- _Given text_
This is the basic premise behind The Last Word in Lonesome is Me. Set up as a three channel video projection that shifts perspectives and narrative chronology, this project analyses the fallout of country music’s move from the country to the city.

Using the soundtrack of Eddie Arnold’s, The Last Word in Lonesome is Me, Faron Young’s I Guess I had too Much to Dream Last Night and his cover of Hello Walls, and Jimmy Reeves, Make the World Go Away, these videos investigate this geographic and the psychological move cross country. Within all the videos, the viewer is confronted with contrasting images of rural and urban life. The images play off one another: suburban furniture is accompanied by black eyes and beefsteaks, birthday cakes contrast leaky ceilings and lonely highways, and their soundtracks mimic the fragmented persona of the lonesome, detached traveler.

This project initially grew out of my disdain for North American country music. Whether it was New Country, old time crooners, or sugary love ballads, I found it insipid and repetitious.

This extreme reaction seemed worth investigating.

I began by immersing myself into country music's various forms. I followed its history and its relation to other popular music: from traditional ballads to Old-Timey music, from Bluegrass to Opryland, and from Hee Haw to the highly polished "hat acts" of the 1990s. And like all forms of genre music, there is repetition, and sometimes it is tedious, biased and reactionary, but there are also several facets of its production and narrative that intrigued me. These included themes of being lost, detached and melancholy, the absurd wish to return both physically and metaphorically home, and the social implications of industry, post-war capitalism, and urban development on both the people who create this music and their listeners who consume it.

- _Record excerpts_
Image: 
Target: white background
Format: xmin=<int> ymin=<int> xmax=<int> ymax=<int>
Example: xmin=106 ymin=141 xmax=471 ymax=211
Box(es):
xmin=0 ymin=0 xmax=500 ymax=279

- _Aim of the task_
Decide whether each statement agrees with the project description, answering yes or no and quoting the words of the text that settle it: (a) The project is presented as a three channel video projection. (b) The project began from the author's fondness for North American country music. (c) The videos show contrasting images of rural and urban life. The data stand apart from the project description and are separate material.

- _Answer to the task_
(a) Yes: "Set up as a three channel video projection"
(b) No: "This project initially grew out of my disdain for North American country music."
(c) Yes: "the viewer is confronted with contrasting images of rural and urban life"